Based on the text about social media and flu detection, explain in one to three sentences why social media can pick up flu patients that the CDC's ILI figures miss.

**Text**

---

Second, in practice, social media enables the early discovery of disease infection. The sooner the disease is diagnosed, the easier it is to properly treat and controlled. The CDC is committed to pursuing early detection of diseases. Through social media platforms, we can detect the spread and severity of a disease earlier than search engines and the CDC. When diseases break out, the patient might not be aware of them but could post on Twitter or Weibo. The behavior would be recorded by social media sensors. Based on human behavioral theory, the data possess unique value for detecting disease trends.
Third, social media is adept at tracking more patients than traditional clinic data. Larger infectious populations can be monitored by social media than with clinic data. Influenza-like illnesses (ILI) published by the CDC are measured according to outpatient statistics when fevers are higher than 38 degrees and are accompanied by a cough or sore throat. However, a considerable number of people often choose not to go to the hospital for treatment when they have the flu or might buy medicine from a pharmacy by themselves, which cannot be counted in ILI measurements. Social media can detect these patients, which could result in a larger amount of meaningful data being collected, and thus, these data could lead to more reliable prediction of disease outbreaks.
Fourth, this paper detects disease periods with observably high accuracy, which could directly result in significant differences in treatment and disease control measures. Targeting the disease period precisely helps clinical managers to improve the treatment effect and reduces the prevention cost by rationally allocating resources, such as medical personnel and medicine as well. This paper can not only detect whether the patient has the flu but also classify the flu period, infectious or recovered period, which lays the foundation for predicting future flu trends. It also provides another data source to assist the CDC in managing disease information.
Fifth, in terms of theoretical contributions, this paper investigates the relationship between sentiment polarity and the flu period at different word and text levels by combining the word2vector and LSTM methods, thereby carrying out interdisciplinary research in the fields of sentiment analytics and health informatics. In addition, this paper provides an effective solution for artificially labeling a training set. High-accuracy weibo texts can be used to boost the size of the training set, thus saving time and labor costs.
In future work, we need to study a wider range of data since the current data only cover two years, 2016 and 2017. Moreover, this paper compares the trend of official ILI data from the CDC and flu-related data from social media in 2016. We will examine more valuable disease information from social media-based data on a larger scale.

---

**Data under study**

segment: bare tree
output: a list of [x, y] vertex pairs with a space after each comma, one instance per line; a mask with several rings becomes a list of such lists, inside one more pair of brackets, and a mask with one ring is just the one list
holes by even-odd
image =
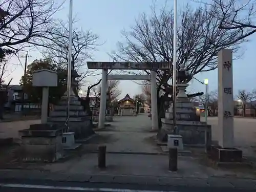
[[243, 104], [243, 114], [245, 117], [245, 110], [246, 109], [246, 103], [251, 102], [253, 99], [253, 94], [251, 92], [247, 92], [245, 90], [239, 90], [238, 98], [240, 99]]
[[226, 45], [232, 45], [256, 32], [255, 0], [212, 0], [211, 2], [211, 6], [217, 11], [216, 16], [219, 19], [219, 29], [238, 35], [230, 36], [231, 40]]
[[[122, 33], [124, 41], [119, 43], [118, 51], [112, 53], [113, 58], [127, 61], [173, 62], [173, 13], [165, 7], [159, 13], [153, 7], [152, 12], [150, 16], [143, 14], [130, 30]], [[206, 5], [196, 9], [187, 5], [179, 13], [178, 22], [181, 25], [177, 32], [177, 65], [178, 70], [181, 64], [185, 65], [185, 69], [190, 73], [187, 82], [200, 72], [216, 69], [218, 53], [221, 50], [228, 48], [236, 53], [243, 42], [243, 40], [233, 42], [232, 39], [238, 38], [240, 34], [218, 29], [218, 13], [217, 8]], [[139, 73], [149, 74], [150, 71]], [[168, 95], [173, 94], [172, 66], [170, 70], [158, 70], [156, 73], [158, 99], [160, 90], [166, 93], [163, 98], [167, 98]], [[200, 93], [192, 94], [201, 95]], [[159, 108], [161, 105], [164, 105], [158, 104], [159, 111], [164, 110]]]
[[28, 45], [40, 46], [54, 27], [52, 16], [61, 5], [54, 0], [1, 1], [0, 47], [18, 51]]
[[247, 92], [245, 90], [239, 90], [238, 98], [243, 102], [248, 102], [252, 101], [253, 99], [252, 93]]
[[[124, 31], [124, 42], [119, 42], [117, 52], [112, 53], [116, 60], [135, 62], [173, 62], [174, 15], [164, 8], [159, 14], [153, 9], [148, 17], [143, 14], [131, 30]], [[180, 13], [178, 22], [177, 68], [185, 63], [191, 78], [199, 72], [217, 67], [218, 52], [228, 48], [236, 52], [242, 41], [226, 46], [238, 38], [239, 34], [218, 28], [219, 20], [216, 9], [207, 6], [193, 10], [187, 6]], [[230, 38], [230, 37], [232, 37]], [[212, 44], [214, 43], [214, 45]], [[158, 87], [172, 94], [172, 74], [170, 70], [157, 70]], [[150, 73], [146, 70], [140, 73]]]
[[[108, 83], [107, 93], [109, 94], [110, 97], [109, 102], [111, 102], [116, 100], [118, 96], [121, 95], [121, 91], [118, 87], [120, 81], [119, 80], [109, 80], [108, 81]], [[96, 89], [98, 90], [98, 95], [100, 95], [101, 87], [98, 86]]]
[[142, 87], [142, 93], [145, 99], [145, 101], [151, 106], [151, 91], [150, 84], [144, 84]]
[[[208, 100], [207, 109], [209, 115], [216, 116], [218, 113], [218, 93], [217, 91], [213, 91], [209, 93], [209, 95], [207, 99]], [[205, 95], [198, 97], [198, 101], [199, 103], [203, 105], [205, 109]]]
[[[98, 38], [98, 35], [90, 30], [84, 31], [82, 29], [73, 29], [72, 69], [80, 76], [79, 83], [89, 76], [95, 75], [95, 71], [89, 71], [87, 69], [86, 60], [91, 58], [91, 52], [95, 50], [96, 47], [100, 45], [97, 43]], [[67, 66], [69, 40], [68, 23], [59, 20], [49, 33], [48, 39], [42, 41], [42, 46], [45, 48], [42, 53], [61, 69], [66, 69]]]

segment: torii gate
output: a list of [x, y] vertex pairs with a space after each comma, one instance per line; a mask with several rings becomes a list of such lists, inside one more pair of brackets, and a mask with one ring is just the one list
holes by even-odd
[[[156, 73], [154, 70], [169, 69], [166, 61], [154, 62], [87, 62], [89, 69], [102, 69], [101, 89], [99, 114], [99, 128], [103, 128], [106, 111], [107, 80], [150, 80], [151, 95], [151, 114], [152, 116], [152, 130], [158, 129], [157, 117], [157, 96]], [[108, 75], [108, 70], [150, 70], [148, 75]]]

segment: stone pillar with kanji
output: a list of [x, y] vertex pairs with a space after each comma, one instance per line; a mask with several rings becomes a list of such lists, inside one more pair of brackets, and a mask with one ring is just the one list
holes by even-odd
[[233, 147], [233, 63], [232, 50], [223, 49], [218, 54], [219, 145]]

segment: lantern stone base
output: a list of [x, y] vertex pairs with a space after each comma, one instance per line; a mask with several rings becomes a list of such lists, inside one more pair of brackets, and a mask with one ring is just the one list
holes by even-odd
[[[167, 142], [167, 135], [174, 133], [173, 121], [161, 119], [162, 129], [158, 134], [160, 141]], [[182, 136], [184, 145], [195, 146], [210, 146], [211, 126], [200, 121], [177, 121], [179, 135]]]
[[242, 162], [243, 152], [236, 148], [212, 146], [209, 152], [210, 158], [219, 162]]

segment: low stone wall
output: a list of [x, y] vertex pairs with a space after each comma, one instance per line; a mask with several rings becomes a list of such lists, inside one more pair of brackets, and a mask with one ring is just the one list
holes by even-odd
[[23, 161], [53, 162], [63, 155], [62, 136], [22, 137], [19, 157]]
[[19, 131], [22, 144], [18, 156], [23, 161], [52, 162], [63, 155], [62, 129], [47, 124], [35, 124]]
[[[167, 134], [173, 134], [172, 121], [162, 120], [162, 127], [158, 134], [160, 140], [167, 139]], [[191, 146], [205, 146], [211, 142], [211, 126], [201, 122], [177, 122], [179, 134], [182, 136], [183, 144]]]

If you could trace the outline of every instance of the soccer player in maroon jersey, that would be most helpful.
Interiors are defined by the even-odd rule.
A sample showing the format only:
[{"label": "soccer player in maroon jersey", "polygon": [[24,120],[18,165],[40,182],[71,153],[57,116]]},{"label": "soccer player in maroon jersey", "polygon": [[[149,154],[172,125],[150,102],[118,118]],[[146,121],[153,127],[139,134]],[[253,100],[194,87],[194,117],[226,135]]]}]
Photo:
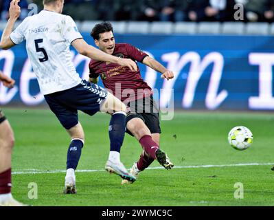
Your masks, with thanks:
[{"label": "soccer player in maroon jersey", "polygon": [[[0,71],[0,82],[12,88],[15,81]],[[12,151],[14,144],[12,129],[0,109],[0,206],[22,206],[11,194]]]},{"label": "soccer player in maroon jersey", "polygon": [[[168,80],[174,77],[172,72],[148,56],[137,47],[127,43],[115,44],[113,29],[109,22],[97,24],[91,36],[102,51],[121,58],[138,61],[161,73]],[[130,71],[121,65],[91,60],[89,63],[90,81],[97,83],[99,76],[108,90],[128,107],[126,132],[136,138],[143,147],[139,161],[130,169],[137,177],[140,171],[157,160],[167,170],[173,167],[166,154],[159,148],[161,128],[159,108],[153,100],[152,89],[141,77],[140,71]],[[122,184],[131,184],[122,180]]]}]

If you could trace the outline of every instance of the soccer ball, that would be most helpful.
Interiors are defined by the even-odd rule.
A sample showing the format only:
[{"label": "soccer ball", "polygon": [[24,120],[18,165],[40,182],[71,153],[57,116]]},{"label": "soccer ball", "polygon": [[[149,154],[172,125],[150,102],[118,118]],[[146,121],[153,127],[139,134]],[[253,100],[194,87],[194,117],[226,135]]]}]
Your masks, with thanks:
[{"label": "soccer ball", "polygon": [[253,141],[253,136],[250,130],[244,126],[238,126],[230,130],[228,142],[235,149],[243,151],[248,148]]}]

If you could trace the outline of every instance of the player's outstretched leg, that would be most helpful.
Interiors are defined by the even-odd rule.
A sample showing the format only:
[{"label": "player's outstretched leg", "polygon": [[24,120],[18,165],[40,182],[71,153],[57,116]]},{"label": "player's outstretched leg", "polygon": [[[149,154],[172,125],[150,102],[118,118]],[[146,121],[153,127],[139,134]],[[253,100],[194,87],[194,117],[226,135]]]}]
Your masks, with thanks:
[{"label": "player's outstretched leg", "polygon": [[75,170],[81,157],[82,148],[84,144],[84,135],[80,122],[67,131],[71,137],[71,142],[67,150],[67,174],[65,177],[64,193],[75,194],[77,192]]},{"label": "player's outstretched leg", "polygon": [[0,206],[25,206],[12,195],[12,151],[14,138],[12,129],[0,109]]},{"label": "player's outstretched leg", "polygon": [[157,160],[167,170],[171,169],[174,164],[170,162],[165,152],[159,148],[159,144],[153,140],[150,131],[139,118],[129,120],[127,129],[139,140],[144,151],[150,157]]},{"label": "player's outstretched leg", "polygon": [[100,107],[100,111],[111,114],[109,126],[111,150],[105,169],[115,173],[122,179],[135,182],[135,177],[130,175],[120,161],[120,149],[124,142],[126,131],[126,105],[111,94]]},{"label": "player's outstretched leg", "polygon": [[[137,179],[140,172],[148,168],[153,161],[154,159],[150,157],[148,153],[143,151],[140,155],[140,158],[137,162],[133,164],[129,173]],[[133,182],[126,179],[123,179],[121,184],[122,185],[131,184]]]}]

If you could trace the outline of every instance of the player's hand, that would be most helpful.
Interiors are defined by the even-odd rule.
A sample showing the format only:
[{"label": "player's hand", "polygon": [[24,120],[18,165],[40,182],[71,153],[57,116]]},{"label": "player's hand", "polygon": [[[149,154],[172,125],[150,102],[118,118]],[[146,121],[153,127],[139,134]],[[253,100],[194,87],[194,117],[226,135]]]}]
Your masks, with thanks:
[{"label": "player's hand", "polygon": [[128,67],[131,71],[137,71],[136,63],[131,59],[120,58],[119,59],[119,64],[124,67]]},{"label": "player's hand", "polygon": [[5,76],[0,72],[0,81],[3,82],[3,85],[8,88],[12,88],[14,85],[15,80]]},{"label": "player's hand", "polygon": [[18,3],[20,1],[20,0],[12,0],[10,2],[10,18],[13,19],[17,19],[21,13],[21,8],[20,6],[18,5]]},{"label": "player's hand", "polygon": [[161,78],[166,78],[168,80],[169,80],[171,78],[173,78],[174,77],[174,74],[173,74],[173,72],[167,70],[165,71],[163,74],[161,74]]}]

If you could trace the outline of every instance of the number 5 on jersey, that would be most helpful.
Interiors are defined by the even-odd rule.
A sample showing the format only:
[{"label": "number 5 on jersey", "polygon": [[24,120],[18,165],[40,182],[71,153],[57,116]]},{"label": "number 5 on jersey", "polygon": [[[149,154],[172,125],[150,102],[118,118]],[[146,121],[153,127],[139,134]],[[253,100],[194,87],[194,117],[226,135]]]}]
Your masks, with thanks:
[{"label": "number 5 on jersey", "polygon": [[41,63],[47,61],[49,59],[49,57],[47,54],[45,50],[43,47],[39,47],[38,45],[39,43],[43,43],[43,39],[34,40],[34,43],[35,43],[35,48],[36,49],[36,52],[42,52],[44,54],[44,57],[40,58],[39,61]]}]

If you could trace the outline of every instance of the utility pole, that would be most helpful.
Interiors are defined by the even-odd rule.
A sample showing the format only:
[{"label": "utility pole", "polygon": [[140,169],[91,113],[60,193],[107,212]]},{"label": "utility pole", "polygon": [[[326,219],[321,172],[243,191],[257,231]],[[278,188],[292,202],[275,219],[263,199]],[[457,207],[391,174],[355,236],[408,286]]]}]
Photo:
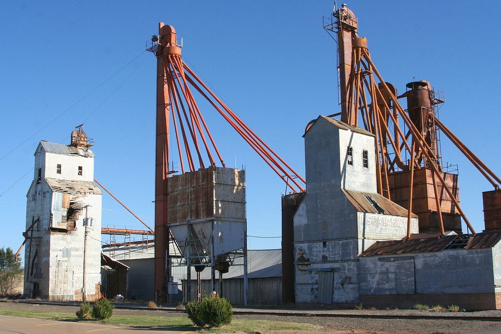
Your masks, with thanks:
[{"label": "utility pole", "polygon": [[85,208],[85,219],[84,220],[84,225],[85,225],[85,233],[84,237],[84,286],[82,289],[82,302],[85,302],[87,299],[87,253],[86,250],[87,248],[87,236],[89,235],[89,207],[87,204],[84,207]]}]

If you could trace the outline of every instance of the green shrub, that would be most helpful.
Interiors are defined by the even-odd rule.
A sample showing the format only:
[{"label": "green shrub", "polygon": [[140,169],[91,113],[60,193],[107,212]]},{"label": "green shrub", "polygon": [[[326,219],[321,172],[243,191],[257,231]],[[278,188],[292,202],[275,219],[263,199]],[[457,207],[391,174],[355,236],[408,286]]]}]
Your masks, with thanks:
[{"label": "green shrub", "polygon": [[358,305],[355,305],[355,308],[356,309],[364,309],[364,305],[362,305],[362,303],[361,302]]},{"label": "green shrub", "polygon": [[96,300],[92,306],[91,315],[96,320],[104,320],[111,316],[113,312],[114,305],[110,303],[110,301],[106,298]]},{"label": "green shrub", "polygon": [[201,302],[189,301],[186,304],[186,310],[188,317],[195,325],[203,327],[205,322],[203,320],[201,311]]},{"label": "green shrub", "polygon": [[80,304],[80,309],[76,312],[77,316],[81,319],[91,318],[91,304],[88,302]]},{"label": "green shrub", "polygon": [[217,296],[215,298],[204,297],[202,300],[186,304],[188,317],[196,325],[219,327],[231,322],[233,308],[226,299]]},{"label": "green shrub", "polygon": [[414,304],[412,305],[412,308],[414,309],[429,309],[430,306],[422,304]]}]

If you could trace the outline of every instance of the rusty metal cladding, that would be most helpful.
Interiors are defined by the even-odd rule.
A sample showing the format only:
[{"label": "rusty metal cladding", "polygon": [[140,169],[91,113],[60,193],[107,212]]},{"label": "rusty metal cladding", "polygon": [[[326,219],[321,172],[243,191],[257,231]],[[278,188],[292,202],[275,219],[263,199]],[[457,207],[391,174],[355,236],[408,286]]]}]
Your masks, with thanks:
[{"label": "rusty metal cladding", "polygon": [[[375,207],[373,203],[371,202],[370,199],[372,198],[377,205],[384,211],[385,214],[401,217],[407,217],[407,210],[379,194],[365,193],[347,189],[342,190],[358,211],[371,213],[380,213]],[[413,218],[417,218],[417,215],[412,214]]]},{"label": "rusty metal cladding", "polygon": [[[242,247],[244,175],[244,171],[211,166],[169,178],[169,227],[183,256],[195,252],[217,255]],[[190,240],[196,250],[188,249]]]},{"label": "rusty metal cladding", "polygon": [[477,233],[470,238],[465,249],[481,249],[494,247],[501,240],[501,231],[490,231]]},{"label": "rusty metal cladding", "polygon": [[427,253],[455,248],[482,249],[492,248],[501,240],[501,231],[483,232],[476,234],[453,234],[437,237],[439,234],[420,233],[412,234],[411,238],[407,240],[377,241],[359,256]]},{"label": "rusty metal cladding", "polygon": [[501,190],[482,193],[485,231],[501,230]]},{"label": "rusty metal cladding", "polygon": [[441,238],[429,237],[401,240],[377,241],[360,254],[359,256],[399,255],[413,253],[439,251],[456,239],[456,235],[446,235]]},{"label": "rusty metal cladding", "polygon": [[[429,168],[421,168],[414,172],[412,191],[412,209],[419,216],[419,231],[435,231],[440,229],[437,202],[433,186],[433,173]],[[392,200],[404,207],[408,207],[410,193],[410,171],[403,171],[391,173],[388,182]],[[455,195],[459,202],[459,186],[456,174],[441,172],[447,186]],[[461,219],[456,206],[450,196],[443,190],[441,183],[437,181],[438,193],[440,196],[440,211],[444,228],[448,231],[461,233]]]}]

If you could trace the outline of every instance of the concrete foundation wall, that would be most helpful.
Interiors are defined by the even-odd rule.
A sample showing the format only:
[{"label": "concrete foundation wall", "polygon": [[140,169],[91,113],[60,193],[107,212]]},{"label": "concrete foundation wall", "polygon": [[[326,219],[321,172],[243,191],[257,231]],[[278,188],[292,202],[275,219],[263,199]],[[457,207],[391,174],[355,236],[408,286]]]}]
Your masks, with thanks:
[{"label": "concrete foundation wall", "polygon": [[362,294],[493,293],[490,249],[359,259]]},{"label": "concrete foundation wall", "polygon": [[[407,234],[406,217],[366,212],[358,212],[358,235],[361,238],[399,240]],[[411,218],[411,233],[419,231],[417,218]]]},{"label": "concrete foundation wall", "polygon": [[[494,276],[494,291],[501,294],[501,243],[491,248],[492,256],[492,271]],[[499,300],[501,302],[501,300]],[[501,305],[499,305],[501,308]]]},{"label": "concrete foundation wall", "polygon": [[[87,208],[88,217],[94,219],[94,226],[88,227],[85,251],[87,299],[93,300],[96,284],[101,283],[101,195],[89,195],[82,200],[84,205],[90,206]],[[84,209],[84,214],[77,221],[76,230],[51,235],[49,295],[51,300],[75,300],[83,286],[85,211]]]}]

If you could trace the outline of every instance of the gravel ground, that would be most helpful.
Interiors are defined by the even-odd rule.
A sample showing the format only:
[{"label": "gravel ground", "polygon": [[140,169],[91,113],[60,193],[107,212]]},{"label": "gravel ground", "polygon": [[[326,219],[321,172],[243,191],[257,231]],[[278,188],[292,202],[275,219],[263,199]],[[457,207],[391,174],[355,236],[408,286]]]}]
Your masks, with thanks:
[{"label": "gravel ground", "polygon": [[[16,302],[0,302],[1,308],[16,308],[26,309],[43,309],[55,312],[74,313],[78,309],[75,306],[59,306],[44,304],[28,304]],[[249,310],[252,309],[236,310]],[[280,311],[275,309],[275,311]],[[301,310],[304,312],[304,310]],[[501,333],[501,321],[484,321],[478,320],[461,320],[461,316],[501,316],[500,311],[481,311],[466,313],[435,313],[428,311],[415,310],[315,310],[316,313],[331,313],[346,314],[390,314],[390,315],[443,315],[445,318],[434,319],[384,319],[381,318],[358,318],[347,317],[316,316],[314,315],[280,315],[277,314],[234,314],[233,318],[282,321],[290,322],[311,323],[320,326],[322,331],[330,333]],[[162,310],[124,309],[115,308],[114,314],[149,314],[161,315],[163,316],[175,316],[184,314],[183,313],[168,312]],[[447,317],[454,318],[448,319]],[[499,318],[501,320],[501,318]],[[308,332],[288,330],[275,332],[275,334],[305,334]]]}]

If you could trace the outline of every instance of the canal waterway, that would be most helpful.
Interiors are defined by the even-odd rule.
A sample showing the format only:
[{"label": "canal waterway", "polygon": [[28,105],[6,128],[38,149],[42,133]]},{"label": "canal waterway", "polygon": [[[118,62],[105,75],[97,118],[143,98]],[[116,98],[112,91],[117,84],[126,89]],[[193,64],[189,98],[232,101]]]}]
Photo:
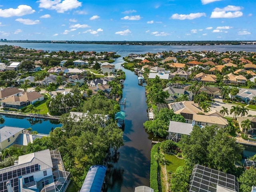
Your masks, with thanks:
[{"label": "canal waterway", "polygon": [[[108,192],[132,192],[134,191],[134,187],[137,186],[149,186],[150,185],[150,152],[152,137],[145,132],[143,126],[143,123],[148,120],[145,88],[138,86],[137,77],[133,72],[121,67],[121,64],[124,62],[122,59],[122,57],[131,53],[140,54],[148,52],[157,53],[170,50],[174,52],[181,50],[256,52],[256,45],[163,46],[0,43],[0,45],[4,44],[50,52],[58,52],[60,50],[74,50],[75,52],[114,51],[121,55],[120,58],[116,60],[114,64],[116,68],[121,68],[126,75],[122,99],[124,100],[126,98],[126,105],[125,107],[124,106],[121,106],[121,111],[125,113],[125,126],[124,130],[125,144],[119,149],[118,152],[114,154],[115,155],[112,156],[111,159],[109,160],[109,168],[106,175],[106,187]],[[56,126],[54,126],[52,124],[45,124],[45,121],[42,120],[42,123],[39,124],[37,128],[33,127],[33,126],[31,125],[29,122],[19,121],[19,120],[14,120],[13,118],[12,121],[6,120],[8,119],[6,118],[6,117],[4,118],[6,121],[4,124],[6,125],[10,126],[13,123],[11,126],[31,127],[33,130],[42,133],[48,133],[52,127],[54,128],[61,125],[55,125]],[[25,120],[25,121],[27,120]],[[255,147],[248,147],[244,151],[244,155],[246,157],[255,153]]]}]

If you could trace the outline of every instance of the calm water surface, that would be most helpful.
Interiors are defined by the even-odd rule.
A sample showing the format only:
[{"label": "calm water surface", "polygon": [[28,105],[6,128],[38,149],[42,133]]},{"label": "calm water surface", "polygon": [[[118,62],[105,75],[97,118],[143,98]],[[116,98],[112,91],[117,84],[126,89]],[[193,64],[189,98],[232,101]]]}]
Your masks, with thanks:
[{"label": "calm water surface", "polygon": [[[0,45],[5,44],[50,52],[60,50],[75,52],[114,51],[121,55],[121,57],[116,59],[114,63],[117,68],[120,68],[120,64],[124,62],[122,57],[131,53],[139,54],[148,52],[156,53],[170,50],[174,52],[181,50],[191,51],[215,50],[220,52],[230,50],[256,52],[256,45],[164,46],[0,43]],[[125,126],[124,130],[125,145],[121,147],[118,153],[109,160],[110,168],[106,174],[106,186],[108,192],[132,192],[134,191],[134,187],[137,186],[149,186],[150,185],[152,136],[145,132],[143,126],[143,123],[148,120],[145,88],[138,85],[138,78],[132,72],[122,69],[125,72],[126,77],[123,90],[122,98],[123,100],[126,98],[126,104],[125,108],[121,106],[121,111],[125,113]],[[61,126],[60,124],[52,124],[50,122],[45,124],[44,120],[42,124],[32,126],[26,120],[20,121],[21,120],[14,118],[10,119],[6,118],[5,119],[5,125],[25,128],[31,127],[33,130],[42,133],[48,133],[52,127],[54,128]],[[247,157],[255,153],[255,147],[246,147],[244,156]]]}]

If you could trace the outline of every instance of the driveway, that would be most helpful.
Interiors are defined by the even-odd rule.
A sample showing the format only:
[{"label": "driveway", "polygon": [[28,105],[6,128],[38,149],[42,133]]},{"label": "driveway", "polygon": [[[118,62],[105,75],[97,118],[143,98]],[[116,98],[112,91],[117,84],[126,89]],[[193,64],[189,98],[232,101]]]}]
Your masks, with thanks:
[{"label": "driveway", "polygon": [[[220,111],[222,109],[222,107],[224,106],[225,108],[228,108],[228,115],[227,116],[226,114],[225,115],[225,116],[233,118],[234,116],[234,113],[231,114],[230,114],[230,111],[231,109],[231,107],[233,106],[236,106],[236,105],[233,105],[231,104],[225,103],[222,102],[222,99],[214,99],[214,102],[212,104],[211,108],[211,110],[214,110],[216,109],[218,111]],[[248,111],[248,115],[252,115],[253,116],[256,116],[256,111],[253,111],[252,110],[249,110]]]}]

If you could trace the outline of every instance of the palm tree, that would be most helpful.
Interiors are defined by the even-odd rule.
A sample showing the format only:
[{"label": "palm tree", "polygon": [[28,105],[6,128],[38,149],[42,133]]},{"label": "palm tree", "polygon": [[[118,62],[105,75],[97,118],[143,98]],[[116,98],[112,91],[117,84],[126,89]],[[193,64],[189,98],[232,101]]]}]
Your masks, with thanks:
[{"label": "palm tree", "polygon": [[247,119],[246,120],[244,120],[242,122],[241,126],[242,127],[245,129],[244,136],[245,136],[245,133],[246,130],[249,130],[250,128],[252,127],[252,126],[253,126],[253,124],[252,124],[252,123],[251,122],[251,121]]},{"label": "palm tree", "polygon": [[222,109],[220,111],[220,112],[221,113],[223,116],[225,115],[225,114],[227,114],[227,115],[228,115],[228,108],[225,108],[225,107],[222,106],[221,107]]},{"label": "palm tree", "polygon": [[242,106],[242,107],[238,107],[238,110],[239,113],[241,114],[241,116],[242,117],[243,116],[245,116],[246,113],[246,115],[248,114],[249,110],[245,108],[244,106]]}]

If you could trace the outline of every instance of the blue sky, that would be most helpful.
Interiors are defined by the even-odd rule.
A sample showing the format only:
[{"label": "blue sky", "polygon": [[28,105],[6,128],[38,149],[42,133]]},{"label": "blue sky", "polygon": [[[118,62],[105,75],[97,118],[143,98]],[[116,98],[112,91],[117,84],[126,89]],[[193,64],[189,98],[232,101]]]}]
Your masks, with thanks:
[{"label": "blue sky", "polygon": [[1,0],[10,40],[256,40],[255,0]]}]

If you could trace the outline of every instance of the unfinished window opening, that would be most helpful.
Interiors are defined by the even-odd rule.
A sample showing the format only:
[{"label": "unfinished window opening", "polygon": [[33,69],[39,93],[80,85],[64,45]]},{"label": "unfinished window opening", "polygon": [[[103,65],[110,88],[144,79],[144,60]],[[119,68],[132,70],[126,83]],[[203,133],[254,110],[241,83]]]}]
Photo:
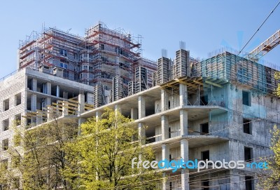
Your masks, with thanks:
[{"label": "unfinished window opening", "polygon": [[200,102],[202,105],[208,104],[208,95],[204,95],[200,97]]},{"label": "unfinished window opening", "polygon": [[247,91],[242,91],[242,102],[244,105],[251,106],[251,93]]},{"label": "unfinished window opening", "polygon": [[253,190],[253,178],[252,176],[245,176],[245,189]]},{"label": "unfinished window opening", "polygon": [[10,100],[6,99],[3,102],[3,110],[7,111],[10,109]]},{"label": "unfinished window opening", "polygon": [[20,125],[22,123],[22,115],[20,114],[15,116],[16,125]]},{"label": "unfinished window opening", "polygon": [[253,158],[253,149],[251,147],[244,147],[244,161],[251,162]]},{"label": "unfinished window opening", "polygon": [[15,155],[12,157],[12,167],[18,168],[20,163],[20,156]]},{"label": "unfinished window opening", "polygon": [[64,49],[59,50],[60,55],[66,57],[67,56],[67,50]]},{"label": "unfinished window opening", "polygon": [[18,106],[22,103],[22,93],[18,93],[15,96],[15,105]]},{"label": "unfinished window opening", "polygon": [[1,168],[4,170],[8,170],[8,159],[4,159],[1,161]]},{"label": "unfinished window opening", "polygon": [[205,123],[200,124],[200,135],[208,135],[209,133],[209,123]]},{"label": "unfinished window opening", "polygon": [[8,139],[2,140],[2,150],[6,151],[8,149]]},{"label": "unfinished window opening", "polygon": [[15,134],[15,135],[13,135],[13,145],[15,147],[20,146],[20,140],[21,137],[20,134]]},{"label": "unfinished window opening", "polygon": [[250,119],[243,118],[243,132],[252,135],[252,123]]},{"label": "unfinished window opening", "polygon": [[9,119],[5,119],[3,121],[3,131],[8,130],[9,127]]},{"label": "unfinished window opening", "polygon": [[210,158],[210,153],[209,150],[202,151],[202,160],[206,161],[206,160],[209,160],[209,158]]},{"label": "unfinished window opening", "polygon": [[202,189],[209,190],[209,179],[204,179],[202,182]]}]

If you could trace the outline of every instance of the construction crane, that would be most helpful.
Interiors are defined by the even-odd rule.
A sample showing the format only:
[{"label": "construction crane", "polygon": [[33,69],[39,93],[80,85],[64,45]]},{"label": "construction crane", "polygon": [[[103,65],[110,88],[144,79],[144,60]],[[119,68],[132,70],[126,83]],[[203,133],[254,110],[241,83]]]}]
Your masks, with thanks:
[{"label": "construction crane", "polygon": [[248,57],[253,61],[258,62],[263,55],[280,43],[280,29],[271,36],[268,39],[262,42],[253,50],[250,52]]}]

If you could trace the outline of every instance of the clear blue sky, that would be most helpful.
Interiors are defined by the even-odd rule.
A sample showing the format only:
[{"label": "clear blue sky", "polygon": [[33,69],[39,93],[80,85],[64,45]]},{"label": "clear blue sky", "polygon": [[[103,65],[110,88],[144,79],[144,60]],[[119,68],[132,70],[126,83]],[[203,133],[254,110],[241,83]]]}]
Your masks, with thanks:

---

**Output below**
The CDC measures ILI from outpatient statistics, counting cases with a fever above 38 degrees plus a cough or sore throat. Many people with the flu skip the hospital or buy medicine from a pharmacy themselves, so ILI measurements don't count them. Social media can detect these patients, which yields more meaningful data and more reliable predictions of outbreaks.